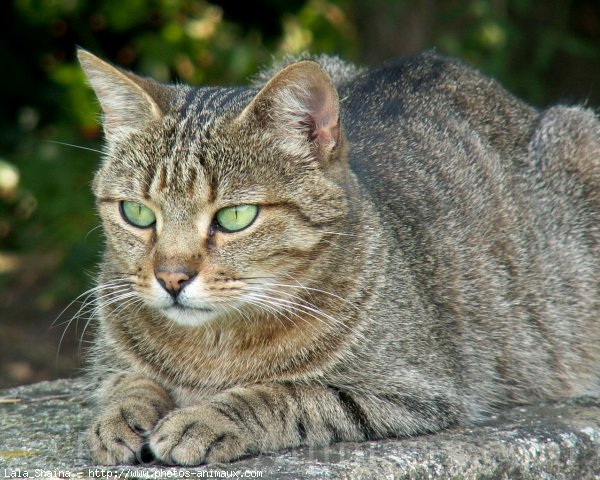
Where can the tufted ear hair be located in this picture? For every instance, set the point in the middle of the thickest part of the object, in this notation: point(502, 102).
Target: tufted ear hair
point(299, 110)
point(128, 101)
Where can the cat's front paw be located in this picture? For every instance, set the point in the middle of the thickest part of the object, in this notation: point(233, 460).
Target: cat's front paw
point(119, 434)
point(196, 435)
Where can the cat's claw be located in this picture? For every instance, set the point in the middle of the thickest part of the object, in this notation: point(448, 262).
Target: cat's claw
point(118, 436)
point(198, 435)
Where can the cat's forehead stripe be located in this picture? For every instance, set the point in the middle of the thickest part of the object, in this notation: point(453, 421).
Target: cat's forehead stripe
point(208, 104)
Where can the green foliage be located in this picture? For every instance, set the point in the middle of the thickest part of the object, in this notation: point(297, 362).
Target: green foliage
point(45, 201)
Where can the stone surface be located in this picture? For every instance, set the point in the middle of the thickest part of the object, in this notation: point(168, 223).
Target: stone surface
point(41, 434)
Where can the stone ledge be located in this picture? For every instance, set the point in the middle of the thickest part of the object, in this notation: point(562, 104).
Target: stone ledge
point(41, 433)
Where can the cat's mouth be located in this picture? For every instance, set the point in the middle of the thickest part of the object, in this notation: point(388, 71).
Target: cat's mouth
point(179, 307)
point(189, 315)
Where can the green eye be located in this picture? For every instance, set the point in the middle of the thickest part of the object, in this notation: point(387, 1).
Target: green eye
point(236, 218)
point(137, 214)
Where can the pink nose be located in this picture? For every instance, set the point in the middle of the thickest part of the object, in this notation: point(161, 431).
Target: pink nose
point(173, 281)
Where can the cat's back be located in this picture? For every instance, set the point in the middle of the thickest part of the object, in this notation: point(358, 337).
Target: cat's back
point(430, 115)
point(492, 207)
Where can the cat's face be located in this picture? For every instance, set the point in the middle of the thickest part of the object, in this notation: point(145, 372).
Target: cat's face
point(205, 221)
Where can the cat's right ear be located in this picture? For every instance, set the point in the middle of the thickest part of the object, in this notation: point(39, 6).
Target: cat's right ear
point(125, 98)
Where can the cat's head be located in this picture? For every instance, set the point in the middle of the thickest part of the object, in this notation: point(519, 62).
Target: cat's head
point(219, 201)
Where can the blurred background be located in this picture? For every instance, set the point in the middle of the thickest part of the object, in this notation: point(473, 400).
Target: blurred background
point(544, 52)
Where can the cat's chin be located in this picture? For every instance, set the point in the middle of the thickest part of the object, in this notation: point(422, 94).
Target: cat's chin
point(189, 317)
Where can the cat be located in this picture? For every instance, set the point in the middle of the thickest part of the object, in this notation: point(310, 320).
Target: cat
point(336, 253)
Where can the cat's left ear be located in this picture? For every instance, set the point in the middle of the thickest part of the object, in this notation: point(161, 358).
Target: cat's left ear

____________

AIM OF THE TASK – Can you reproduce everything from the start of the listing down to the line containing "point(128, 101)", with both ends included and the pictures left out?

SOLUTION TO THE EXERCISE –
Where can the tufted ear hair be located in this picture? For every instance, set the point in the middle of the thickest part of the object, in this notation: point(502, 102).
Target: tufted ear hair
point(299, 110)
point(128, 101)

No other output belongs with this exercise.